* _Aim_
Show each line of the listing below that contains the string "trace".

* _Stored data_
^^^^^^^^^^^^^^^^

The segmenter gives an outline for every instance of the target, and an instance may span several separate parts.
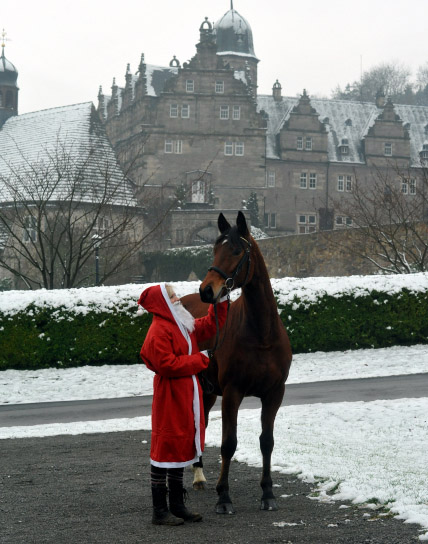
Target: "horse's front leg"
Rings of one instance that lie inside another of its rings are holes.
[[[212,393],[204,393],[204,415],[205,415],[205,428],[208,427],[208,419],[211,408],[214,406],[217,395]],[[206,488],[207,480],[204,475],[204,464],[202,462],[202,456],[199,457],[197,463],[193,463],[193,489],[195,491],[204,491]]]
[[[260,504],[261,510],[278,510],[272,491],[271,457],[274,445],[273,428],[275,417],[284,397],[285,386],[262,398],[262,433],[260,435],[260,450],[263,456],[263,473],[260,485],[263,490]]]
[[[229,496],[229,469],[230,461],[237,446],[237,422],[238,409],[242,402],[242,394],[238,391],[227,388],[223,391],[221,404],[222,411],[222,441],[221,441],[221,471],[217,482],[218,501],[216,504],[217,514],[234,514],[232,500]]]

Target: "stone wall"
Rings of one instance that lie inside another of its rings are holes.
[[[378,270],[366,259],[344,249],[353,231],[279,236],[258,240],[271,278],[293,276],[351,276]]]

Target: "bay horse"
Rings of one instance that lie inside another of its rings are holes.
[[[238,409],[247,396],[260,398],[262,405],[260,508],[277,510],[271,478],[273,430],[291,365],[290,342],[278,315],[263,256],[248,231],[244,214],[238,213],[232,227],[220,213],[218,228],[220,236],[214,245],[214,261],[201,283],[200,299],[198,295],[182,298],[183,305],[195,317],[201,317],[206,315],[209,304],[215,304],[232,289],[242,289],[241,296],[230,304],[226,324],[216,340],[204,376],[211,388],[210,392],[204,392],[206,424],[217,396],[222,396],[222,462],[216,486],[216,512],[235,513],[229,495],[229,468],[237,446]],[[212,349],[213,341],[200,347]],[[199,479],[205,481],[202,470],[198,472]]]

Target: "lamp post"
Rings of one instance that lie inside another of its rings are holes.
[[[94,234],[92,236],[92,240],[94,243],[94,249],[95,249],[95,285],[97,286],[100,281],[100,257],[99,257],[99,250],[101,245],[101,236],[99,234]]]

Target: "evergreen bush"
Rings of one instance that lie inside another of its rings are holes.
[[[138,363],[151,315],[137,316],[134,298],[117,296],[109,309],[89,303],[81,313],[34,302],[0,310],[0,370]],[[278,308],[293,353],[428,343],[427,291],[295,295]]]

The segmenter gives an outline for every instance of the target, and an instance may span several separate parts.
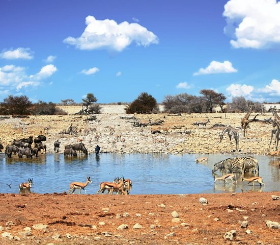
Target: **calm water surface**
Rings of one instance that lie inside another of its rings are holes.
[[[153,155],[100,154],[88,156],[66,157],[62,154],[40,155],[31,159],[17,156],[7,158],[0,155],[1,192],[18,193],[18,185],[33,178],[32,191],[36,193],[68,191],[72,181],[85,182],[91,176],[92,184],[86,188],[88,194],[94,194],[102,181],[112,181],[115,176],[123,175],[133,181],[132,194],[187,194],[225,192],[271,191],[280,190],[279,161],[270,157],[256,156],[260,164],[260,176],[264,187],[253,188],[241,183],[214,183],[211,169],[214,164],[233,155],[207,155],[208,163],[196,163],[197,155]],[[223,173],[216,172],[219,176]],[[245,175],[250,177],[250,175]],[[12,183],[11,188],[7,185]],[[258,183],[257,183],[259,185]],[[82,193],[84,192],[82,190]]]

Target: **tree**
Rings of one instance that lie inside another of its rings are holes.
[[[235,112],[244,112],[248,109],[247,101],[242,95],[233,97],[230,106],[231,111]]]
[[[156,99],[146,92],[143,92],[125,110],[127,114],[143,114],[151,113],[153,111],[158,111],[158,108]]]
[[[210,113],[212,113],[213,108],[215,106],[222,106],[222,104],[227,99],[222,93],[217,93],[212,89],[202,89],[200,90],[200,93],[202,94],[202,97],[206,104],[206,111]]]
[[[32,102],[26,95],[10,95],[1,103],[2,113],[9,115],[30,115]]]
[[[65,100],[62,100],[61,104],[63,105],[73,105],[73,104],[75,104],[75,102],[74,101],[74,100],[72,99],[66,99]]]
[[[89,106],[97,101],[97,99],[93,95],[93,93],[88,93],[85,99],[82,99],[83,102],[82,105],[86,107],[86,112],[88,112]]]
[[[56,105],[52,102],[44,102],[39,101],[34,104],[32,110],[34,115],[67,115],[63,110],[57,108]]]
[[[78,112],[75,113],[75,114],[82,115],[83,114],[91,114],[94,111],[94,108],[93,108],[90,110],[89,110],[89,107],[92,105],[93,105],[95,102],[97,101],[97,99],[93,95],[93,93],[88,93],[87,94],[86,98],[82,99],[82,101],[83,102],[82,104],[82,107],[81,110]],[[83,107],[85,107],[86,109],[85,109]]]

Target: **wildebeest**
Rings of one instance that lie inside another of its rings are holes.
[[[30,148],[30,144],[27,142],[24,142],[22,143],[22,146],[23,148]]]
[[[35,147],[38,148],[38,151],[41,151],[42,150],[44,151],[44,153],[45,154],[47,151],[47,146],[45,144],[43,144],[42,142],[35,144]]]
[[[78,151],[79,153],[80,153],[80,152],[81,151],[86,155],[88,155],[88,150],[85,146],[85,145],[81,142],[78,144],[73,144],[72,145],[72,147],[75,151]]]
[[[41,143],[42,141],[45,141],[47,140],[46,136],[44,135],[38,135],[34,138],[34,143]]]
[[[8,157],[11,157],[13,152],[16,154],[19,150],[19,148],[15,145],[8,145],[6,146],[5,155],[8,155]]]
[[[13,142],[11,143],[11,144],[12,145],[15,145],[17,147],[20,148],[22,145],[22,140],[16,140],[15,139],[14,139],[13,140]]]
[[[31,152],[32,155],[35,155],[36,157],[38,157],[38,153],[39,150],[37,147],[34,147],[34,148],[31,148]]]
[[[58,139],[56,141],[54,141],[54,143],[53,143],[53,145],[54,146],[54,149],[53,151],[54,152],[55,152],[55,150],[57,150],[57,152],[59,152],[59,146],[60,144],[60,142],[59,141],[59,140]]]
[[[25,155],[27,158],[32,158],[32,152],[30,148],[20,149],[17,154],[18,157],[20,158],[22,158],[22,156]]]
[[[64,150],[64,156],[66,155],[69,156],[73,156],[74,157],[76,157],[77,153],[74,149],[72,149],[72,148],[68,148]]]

^^^^^^^^^^^^^^^^

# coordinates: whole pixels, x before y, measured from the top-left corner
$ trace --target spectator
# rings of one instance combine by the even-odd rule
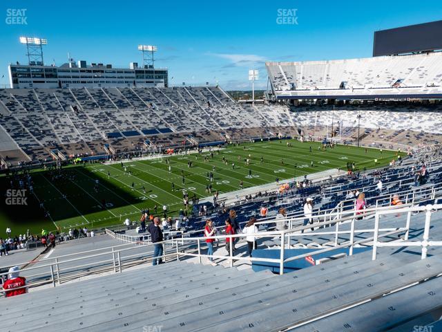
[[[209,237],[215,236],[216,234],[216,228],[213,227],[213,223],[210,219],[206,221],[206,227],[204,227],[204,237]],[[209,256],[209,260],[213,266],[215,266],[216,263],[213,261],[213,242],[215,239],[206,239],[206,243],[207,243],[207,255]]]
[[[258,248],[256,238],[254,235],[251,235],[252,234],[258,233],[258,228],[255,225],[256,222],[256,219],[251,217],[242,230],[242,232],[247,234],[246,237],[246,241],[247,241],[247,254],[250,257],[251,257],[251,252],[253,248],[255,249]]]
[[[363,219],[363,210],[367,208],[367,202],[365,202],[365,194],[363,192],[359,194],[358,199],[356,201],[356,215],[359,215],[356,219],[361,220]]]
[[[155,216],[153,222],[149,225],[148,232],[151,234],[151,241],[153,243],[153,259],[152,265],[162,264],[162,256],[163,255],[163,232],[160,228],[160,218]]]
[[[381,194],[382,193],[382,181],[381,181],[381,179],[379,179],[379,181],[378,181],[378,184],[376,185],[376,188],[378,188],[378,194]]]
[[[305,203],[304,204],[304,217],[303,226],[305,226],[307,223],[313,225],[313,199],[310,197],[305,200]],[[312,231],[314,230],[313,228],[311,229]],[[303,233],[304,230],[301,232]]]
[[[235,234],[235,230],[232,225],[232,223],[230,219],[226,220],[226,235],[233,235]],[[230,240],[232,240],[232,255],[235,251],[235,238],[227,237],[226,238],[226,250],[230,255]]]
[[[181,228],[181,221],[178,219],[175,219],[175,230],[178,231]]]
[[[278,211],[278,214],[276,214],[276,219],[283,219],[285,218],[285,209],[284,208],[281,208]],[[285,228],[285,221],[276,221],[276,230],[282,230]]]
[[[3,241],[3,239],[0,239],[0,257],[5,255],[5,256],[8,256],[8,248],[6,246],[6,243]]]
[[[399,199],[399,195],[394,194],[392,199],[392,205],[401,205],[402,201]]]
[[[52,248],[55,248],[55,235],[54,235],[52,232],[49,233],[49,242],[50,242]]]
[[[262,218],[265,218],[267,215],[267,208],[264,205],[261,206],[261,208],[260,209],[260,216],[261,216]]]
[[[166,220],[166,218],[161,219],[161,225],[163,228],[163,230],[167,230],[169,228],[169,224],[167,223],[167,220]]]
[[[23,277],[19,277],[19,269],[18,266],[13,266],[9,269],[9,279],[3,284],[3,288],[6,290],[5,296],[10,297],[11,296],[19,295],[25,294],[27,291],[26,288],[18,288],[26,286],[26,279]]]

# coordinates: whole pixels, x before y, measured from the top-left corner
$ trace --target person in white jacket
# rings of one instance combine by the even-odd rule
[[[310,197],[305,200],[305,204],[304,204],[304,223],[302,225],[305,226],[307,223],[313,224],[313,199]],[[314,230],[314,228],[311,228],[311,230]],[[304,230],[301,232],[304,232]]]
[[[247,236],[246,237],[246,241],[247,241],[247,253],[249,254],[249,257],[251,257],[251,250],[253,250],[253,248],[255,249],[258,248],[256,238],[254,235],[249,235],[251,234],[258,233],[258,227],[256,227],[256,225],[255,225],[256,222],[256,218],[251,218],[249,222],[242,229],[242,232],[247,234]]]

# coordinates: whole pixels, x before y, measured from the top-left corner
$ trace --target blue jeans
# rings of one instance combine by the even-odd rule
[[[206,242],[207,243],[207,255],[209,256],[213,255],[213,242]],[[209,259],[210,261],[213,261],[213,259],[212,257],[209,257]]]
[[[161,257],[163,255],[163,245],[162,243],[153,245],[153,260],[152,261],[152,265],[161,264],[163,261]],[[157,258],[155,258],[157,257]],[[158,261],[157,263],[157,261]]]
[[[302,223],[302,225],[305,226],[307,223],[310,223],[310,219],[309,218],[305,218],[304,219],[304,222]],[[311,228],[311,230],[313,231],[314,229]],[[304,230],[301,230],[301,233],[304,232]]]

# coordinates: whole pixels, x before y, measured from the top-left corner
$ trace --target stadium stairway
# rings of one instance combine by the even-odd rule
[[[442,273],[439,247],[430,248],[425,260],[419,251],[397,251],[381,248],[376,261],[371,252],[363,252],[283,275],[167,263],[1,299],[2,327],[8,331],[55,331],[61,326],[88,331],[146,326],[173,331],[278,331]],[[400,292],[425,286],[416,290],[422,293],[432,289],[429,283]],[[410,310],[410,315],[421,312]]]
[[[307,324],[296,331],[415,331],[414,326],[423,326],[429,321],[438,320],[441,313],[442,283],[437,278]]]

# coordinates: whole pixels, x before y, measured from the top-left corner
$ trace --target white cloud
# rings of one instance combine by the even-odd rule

^^^^^^^^^^^^^^^^

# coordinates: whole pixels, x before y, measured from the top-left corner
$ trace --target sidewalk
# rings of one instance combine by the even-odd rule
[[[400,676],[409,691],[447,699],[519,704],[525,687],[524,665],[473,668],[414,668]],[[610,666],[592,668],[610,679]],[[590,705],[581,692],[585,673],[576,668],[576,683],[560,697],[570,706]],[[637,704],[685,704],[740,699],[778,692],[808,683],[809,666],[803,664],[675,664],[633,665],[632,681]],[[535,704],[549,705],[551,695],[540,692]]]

^^^^^^^^^^^^^^^^

* _Result of the exercise_
$ trace --target spectator
$ trace --target person in white jacket
$ trace --target blue jeans
$ trace --target stadium stairway
$ trace --target white cloud
$ trace --target sidewalk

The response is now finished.